-- Records shown follows --
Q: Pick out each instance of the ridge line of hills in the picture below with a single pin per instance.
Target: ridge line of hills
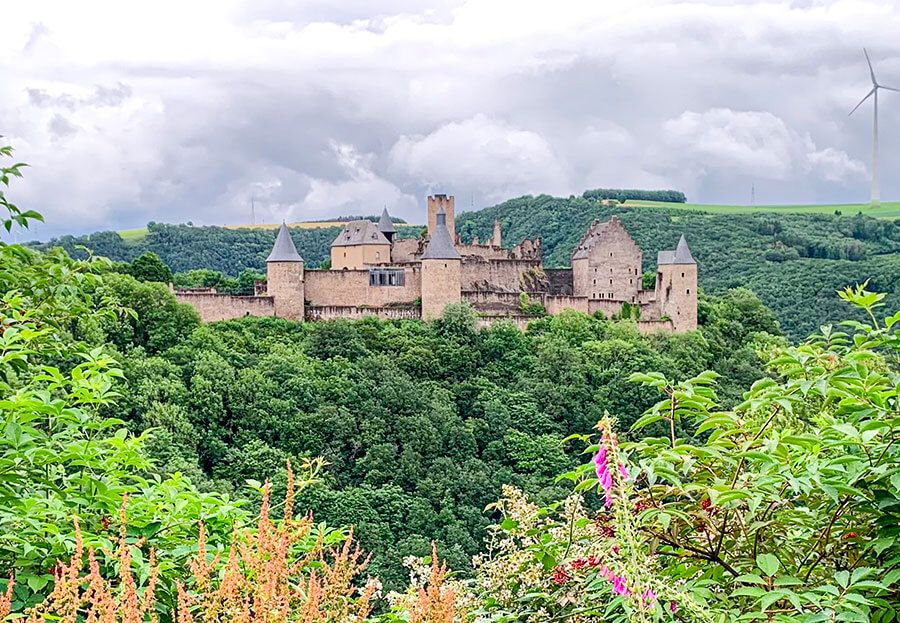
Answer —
(793, 261)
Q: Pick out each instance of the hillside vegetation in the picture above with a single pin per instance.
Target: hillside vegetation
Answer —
(794, 262)
(598, 474)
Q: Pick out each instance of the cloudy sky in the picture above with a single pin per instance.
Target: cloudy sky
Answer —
(185, 110)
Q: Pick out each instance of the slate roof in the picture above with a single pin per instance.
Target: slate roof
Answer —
(440, 247)
(359, 232)
(681, 254)
(385, 224)
(284, 250)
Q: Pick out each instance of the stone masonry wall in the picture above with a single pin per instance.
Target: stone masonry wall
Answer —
(213, 307)
(676, 295)
(357, 256)
(560, 281)
(440, 286)
(385, 313)
(613, 267)
(502, 275)
(350, 288)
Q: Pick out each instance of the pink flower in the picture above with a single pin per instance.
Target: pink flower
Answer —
(560, 576)
(606, 461)
(619, 585)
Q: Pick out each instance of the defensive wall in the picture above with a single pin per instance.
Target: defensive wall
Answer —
(213, 306)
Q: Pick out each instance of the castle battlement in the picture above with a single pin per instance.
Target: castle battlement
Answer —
(374, 273)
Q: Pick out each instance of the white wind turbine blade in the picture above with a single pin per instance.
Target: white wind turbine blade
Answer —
(871, 71)
(868, 95)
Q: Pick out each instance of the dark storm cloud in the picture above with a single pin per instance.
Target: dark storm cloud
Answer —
(312, 109)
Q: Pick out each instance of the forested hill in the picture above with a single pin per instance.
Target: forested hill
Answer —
(186, 247)
(794, 262)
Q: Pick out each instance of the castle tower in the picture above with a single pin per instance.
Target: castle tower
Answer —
(447, 203)
(284, 274)
(386, 226)
(676, 287)
(441, 269)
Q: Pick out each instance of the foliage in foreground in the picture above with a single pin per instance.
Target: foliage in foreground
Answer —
(784, 508)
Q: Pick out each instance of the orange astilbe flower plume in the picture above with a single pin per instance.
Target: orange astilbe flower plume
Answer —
(6, 598)
(271, 575)
(91, 597)
(436, 601)
(280, 571)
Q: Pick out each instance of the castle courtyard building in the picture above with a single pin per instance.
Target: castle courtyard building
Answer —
(373, 272)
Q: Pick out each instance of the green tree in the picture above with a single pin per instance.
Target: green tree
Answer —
(148, 267)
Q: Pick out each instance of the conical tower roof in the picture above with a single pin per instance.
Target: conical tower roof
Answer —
(440, 247)
(385, 224)
(284, 249)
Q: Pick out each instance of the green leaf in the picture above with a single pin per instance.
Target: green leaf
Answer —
(768, 564)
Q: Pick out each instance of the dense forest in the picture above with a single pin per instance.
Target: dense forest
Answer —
(795, 263)
(624, 194)
(153, 469)
(420, 424)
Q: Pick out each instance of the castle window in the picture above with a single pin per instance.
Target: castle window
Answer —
(387, 277)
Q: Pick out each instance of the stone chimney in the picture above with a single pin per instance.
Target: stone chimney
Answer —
(437, 202)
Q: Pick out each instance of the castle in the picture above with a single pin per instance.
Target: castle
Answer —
(375, 273)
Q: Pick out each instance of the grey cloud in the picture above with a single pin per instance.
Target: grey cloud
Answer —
(315, 108)
(60, 127)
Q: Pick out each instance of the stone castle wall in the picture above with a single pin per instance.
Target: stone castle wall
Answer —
(214, 307)
(612, 269)
(440, 286)
(676, 295)
(314, 313)
(350, 288)
(559, 281)
(355, 257)
(487, 252)
(406, 250)
(502, 275)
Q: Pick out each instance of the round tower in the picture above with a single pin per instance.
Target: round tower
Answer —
(441, 271)
(676, 287)
(284, 275)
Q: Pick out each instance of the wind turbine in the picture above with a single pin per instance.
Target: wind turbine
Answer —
(875, 86)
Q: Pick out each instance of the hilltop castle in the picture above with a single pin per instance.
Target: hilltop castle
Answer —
(375, 273)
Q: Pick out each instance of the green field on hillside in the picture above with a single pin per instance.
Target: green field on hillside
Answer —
(888, 209)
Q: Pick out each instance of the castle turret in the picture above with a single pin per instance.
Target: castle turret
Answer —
(386, 226)
(446, 203)
(496, 240)
(441, 270)
(676, 287)
(284, 275)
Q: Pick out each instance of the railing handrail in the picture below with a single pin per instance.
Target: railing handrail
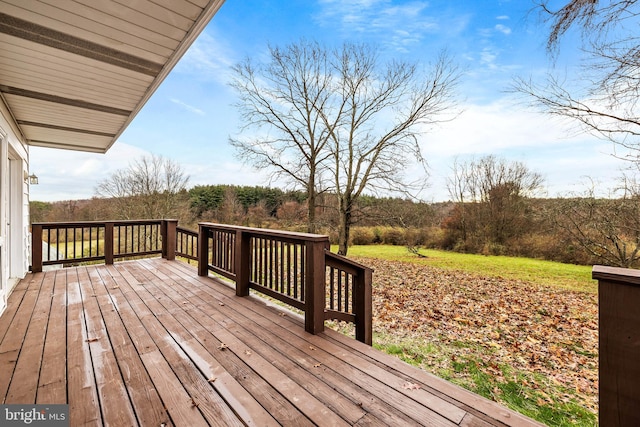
-- Records shown concluded --
_Goal of the exercise:_
Output all of the records word for word, and keep the pictures out of the copy.

_Response:_
Q: Pick out each instance of the ridge line of hills in the picture below with a single pin per instance.
Target: ridge line of hills
Answer —
(793, 261)
Q: Pick out each instance of the hillside vegetation in the picture above with a single pin per instance.
Target: hillside vegetation
Answer —
(794, 262)
(598, 474)
Q: Pick out each instance of the cloudy sky in the picture above with a single pin per instance.
Target: cloudy sky
Answer —
(185, 110)
Q: Pick out each instance of the slate roof in the picture above with a single pin per instance.
Target: slate roof
Answer —
(440, 247)
(359, 232)
(681, 254)
(385, 224)
(284, 250)
Q: Pick out each instance of the stone masonry wall in the picture above with a single pin per instance.
Target: stone masonry wall
Answer —
(213, 307)
(676, 295)
(357, 256)
(560, 281)
(440, 286)
(385, 313)
(613, 267)
(502, 275)
(350, 288)
Q: Pick out each instance of the pink flower in the picture above with a single pin per instance.
Target: pink flower
Answer —
(560, 576)
(606, 461)
(619, 585)
Q: Pick out each instance of the defensive wall in the picture above with a single pin per instance.
Target: defensive wall
Answer —
(213, 306)
Q: Pick out each instance of the castle battlement in the picture above with a single pin per instance.
Target: castle battlement
Answer —
(374, 273)
Q: Pick out each instance of the white wind turbine blade in the picture above with a single pin per instance.
Target: white wind turbine blade
Answer —
(871, 71)
(868, 95)
Q: Pick out each instance of the dark storm cloud in the picture above with a single pin per instance.
Target: dark storm cloud
Answer —
(312, 109)
Q: Pick out each instance of the forested hill in the picture above with a single pin per instance.
Target: forested hill
Answer —
(186, 247)
(794, 262)
Q: Pick out each instance of the castle tower in the picture above with a single pin per instance.
Target: castle tower
Answer —
(447, 203)
(284, 274)
(386, 226)
(676, 287)
(441, 269)
Q: Pick out each instance of the foliage in foreground in the picture above with a single pin per instance.
Target: foliage in foreground
Answer —
(784, 508)
Q: Pick out each instance of the orange astilbe flower plume in the picture above with a single pin per instance.
Target: orange astilbe flower plume
Answer —
(6, 598)
(271, 575)
(91, 597)
(436, 601)
(280, 571)
Q: Pick out each instance of the castle courtyard building in the picture above with a single pin per instance.
Target: castle courtyard building
Answer —
(373, 272)
Q: Pick out each instance of the green tree in the picture above with a single pin per instance.
Target: green tree
Answer —
(148, 267)
Q: Pick out each instance of the conical tower roof in the picture above with a single pin per instance.
Target: conical tower roof
Answer —
(440, 247)
(385, 224)
(284, 249)
Q: Pick out each instance of the green leaf in the picture above with a single pin per instance.
Target: green leaf
Answer —
(768, 564)
Q: Pick out each instance of the dense forest in the picture above with a single pin per instance.
Target: dense forest
Answer —
(795, 263)
(624, 194)
(153, 469)
(420, 424)
Q: Pick out each instance of the castle window in the picture above with a single pin per instance.
Target: castle window
Answer —
(387, 277)
Q: Pick out each instance of the stone chimney in the picture above with a single pin per instance.
Target: stone chimney
Answer —
(437, 202)
Q: Pick out each instance of the castle in the picture above with a single pin per instance.
Target: castle
Answer —
(375, 273)
Q: Pick out each instance of the grey cloud in the picture above with a single pin per instance.
Target: grey cloud
Answer —
(315, 108)
(60, 127)
Q: Pick out each instance of the stone castle wall in the picture above with a single pin per instance.
Target: stone castle wall
Answer —
(214, 307)
(612, 269)
(440, 286)
(676, 295)
(314, 313)
(350, 288)
(559, 281)
(355, 257)
(487, 252)
(406, 250)
(502, 275)
Q: Pick out each instance of the round tower in the picture above with a single pin per instance.
Target: round tower
Answer —
(441, 271)
(676, 287)
(284, 275)
Q: Pick out each instance of the wind turbine in the picture above with a single pin per instance.
Target: wind turbine
Answer —
(875, 86)
Q: Pick out each instance of the hilltop castle in the picture above with a single pin per instance.
Target: hilltop castle
Answer —
(375, 273)
Q: Pick out each instance of the green field on hillside in the picture above with a single pin per instance.
Target: green field on hillside
Answer —
(888, 209)
Q: Pick out each instance of the castle turret in the picture above with a single pin per instance.
Target: castle turret
Answer —
(386, 226)
(446, 203)
(496, 240)
(441, 270)
(676, 287)
(284, 275)
Q: Pick out each instance of the railing handrail in the picture below with a single pin per instance.
Target: railing handrail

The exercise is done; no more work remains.